(Data extracts begins)

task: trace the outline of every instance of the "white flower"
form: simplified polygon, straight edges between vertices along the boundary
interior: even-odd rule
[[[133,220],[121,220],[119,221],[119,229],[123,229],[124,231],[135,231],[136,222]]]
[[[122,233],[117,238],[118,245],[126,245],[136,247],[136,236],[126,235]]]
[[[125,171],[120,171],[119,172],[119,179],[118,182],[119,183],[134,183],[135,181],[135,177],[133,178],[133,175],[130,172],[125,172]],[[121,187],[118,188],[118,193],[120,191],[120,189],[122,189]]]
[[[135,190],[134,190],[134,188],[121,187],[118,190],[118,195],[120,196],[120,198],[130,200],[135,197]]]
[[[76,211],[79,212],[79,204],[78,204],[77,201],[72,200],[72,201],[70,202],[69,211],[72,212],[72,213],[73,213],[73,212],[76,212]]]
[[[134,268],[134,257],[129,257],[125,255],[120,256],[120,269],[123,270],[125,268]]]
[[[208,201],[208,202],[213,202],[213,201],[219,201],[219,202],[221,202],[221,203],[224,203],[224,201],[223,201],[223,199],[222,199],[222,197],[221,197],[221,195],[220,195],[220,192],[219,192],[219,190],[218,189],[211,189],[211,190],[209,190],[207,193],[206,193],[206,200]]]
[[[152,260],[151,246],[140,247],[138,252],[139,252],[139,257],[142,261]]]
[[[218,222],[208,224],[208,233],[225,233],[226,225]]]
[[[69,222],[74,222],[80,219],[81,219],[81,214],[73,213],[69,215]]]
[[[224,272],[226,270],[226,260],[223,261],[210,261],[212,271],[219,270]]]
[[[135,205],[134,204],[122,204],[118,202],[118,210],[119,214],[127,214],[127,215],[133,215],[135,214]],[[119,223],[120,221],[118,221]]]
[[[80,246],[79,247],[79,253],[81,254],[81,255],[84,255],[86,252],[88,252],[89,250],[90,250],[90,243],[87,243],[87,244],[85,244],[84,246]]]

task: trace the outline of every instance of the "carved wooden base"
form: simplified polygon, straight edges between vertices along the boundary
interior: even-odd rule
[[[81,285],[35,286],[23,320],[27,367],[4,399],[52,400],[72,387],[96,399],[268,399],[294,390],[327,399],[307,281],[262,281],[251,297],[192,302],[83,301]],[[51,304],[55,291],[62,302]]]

(Data extracts ends)

- [What is needed] Print every record above once more, exactly as written.

- [The completed task]
task: trace the outline of every instance of the "white flower"
form: simplified polygon, straight edges between vertices along the boundary
interior: even-odd rule
[[[133,220],[121,220],[119,221],[119,229],[123,229],[124,231],[135,231],[136,222]]]
[[[122,233],[117,238],[118,245],[126,245],[136,247],[136,236],[126,235]]]
[[[125,171],[120,171],[119,172],[119,179],[118,182],[119,183],[134,183],[135,181],[135,177],[133,178],[133,175],[130,172],[125,172]],[[121,187],[118,188],[118,193],[120,191],[120,189],[122,189]]]
[[[135,190],[134,190],[134,188],[121,187],[118,190],[118,195],[120,196],[120,198],[130,200],[135,197]]]
[[[76,211],[79,212],[79,204],[78,204],[77,201],[72,200],[72,201],[70,202],[69,211],[72,212],[72,213],[73,213],[73,212],[76,212]]]
[[[134,268],[134,257],[129,257],[125,255],[120,256],[120,269],[123,270],[125,268]]]
[[[208,201],[208,202],[213,202],[213,201],[219,201],[219,202],[221,202],[221,203],[224,203],[224,201],[223,201],[223,199],[222,199],[222,197],[221,197],[221,195],[220,195],[220,192],[219,192],[219,190],[218,189],[211,189],[211,190],[209,190],[207,193],[206,193],[206,200]]]
[[[152,260],[151,246],[140,247],[138,252],[139,252],[139,257],[142,261]]]
[[[218,222],[208,224],[208,233],[225,233],[226,225]]]
[[[69,222],[74,222],[80,219],[81,219],[81,214],[73,213],[69,215]]]
[[[224,272],[226,270],[226,260],[223,261],[210,261],[212,271],[219,270]]]
[[[135,205],[134,204],[122,204],[118,202],[118,210],[119,214],[127,214],[127,215],[133,215],[135,214]],[[119,223],[120,221],[118,221]]]
[[[80,246],[79,247],[79,253],[81,254],[81,255],[84,255],[86,252],[88,252],[89,250],[90,250],[90,243],[87,243],[87,244],[85,244],[84,246]]]

task: trace the outline of every instance of the "carved wooden base"
form: simplified polygon, straight edges between vertices along the boundary
interior: even-odd rule
[[[81,285],[35,286],[23,320],[27,367],[4,399],[52,400],[72,387],[96,399],[268,399],[294,390],[327,399],[307,281],[262,281],[251,297],[192,302],[83,301]],[[51,304],[55,291],[62,302]]]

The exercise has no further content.